20 March 2018
Wellcome Book Prize shortlist

Three Penguin Random House titles have been selected for the 2018 Wellcome Book Prize shortlist: The Vaccine Race by Meredith Wadman (Black Swan), The Butchering Art by Lindsey Fitzharris (Allen Lane) and Mayhem by Sigrid Rausing (Hamish Hamilton).

Other books which have made the shortlist are Stay With Me by Ayọ̀bámi Adébáyọ̀ (Canongate Books), With the End in Mind by Kathryn Mannix (HarperCollins) and To Be a Machine by Mark O’Connell (Granta Books). 

The 2018 Wellcome Book Prize shortlist celebrates the many ways in which literature can illuminate the breadth and depth of our relationship with health, medicine and illness. It awards £30,000 each year to the winning author, and aims to stimulate interest and debate about medical science through books and reading.  This year’s judges are Edmund de Waal, Bryony Gordon, Hannah Critchlow, Sumit Paul-Choudhury and Sophie Ratcliffe.

The winner will be revealed at an evening ceremony on Monday 30 April at Wellcome Collection.

More about those Penguin Random House titles included on this year’s shortlist:

The Vaccine Race: How Scientists Used Human Cells to Combat Killer Viruses by Meredith Wadman

The epic and controversial story of the major scientific breakthrough that led to the creation of some of the world’s most important vaccines. Until the late 1960s, tens of thousands of children suffered crippling birth defects if their mothers had been exposed to rubella, popularly known as German measles, while pregnant. There was no vaccine and little understanding of how the disease devastated foetuses. In June 1962, a young biologist in Philadelphia produced the first safe, clean cells that made possible the mass-production of vaccines against many common childhood diseases. Two years later, in the midst of a German measles epidemic, his colleague developed the vaccine that would one day effectively wipe out rubella for good. This vaccine – and others made with those cells – have since protected hundreds of millions of people worldwide, the vast majority of them preschool children. Meredith Wadman’s account of this great leap forward in medicine is a fascinating and revelatory read.

····················

* _PROBLEM SET_:
1 > According to the shortlist announcement, when and where will the winner be revealed?
2 > Reproduce word for word the portion of the shortlist announcement between "The 2018 Wellcome Book Prize shortlist celebrates" and "at Wellcome Collection.", inclusive.
The listing has no connection to the shortlist announcement.

····················

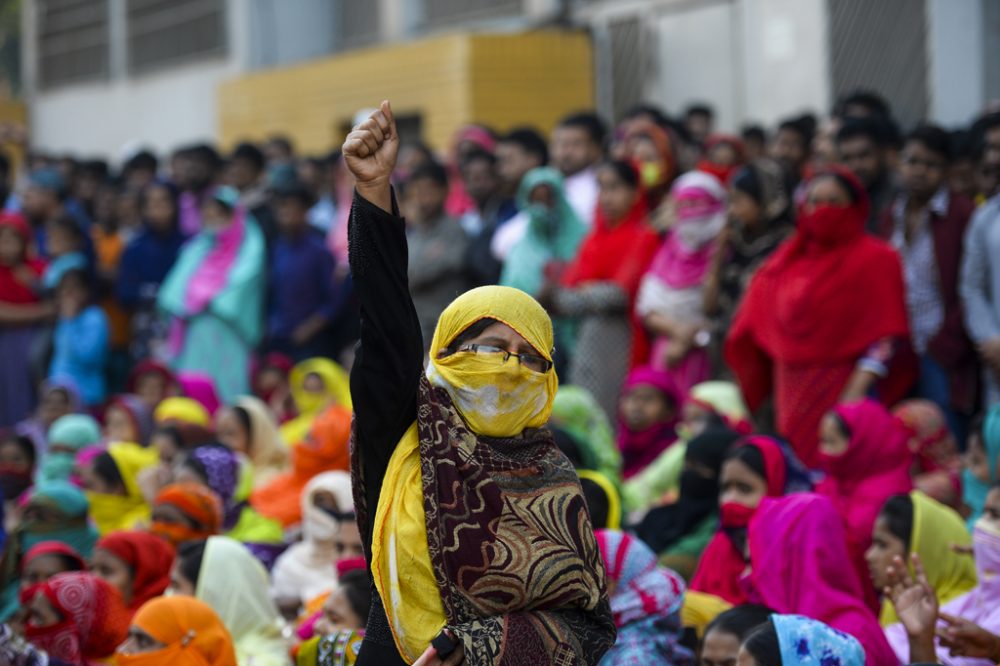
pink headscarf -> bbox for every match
[649,171,726,289]
[177,372,222,416]
[749,493,899,666]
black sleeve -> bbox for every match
[348,192,424,548]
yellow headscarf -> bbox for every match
[372,287,559,663]
[153,397,212,428]
[281,358,353,446]
[86,442,160,536]
[879,490,976,627]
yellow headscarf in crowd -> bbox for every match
[879,490,976,627]
[372,287,559,663]
[86,442,160,536]
[281,358,353,446]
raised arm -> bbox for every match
[343,102,424,548]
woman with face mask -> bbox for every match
[636,171,726,392]
[691,436,811,605]
[343,102,615,666]
[157,187,266,402]
[725,169,916,468]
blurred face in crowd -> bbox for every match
[549,125,601,176]
[621,384,676,432]
[333,520,365,564]
[276,196,309,234]
[729,187,761,229]
[837,136,885,188]
[496,141,542,191]
[142,185,177,233]
[719,458,767,509]
[770,128,809,177]
[698,629,740,666]
[899,141,948,201]
[0,227,25,266]
[462,159,500,208]
[90,548,132,604]
[865,515,906,591]
[976,148,1000,199]
[819,412,851,456]
[597,167,639,222]
[104,405,138,442]
[226,157,260,192]
[215,407,250,453]
[405,178,448,223]
[201,199,233,231]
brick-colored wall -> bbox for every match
[218,31,594,152]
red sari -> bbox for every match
[725,170,914,468]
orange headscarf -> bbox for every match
[250,405,351,527]
[117,596,236,666]
[149,483,222,547]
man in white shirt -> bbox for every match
[549,112,607,227]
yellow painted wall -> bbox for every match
[218,31,594,153]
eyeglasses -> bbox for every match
[458,344,552,374]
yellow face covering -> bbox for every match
[372,287,559,663]
[427,287,559,437]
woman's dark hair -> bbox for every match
[704,604,774,643]
[177,539,208,587]
[743,620,782,666]
[0,433,38,467]
[233,405,253,447]
[337,569,372,623]
[601,160,639,189]
[91,451,125,488]
[726,445,767,482]
[879,495,913,553]
[444,317,498,356]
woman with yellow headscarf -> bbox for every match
[344,102,615,666]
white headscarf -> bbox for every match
[271,471,354,603]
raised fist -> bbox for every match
[343,101,399,190]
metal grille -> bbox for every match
[36,0,110,88]
[127,0,226,72]
[827,0,930,128]
[423,0,524,25]
[608,17,646,121]
[337,0,381,48]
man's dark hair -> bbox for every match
[558,111,608,146]
[499,127,549,165]
[406,161,448,188]
[833,90,892,119]
[740,125,767,143]
[906,124,951,162]
[837,116,892,148]
[684,102,715,120]
[229,142,267,173]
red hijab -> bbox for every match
[97,531,174,612]
[691,436,788,605]
[563,161,660,366]
[725,168,910,410]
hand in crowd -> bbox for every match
[938,613,1000,663]
[885,553,938,638]
[343,100,399,211]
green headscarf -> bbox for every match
[35,414,101,483]
[500,167,587,295]
[549,385,622,483]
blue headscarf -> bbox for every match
[962,405,1000,531]
[771,615,865,666]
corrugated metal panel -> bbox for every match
[126,0,226,73]
[423,0,524,25]
[37,0,110,88]
[827,0,930,128]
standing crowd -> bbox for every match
[0,87,1000,666]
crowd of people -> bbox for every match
[0,81,1000,666]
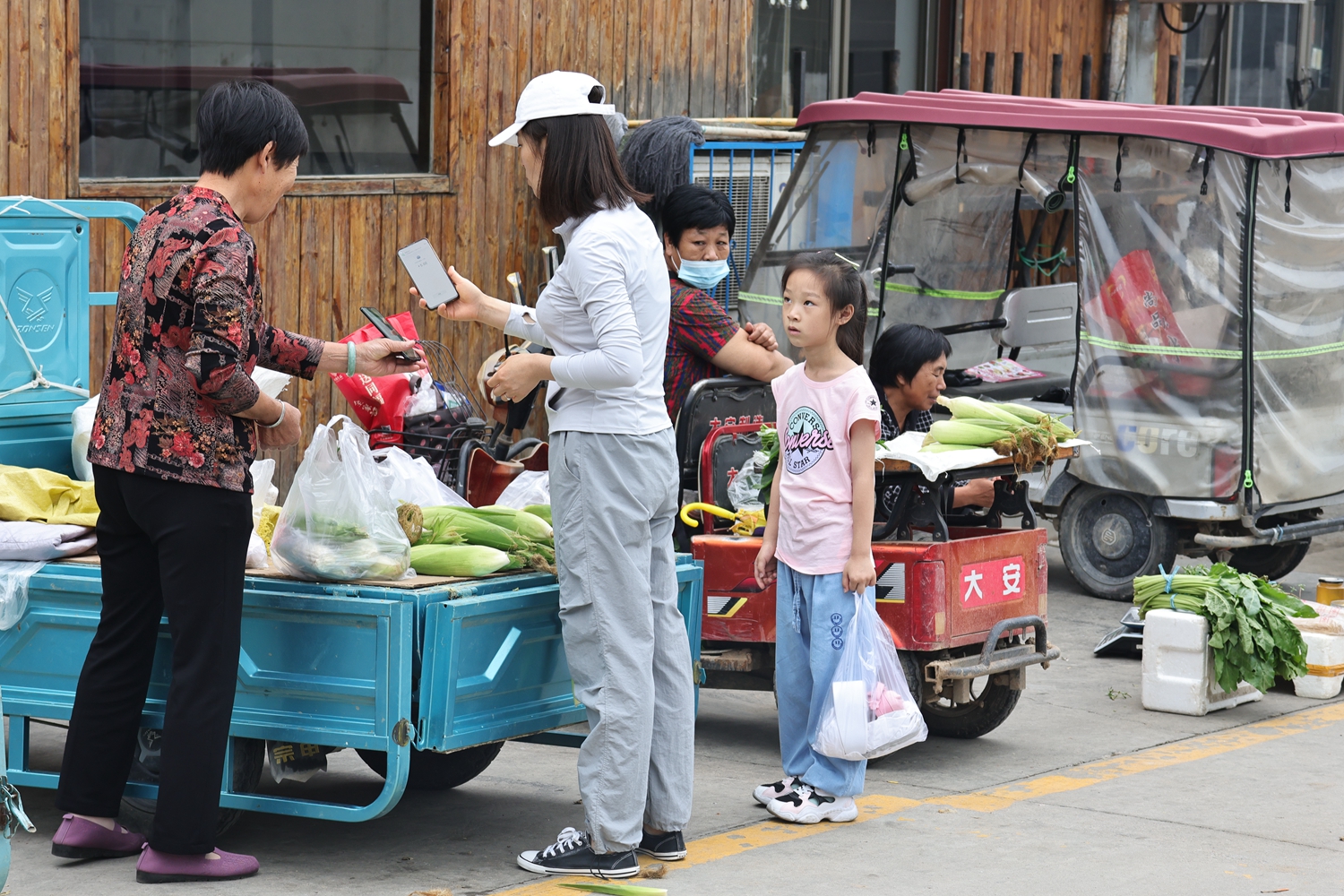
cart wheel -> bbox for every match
[916,676,1021,739]
[359,740,504,790]
[1059,485,1176,600]
[117,728,266,837]
[1230,538,1312,579]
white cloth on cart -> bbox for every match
[876,433,1091,481]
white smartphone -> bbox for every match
[397,239,457,309]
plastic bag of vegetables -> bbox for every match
[271,414,411,582]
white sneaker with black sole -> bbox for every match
[766,783,859,825]
[752,775,798,806]
[518,828,640,880]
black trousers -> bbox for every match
[56,466,252,855]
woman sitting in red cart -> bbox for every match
[868,323,995,517]
[663,184,793,420]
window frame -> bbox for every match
[70,0,457,199]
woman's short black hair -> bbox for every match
[868,323,952,392]
[663,184,738,246]
[780,248,868,366]
[519,86,652,227]
[196,81,308,177]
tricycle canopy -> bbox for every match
[739,91,1344,518]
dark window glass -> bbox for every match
[753,0,832,118]
[80,0,433,177]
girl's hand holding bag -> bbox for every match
[812,592,929,761]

····················

* _ANSWERS TO THE EXERCISE_:
1 > At an evening ceremony on Monday 30 April at Wellcome Collection.

2 >
The 2018 Wellcome Book Prize shortlist celebrates the many ways in which literature can illuminate the breadth and depth of our relationship with health, medicine and illness. It awards £30,000 each year to the winning author, and aims to stimulate interest and debate about medical science through books and reading.  This year’s judges are Edmund de Waal, Bryony Gordon, Hannah Critchlow, Sumit Paul-Choudhury and Sophie Ratcliffe.

The winner will be revealed at an evening ceremony on Monday 30 April at Wellcome Collection.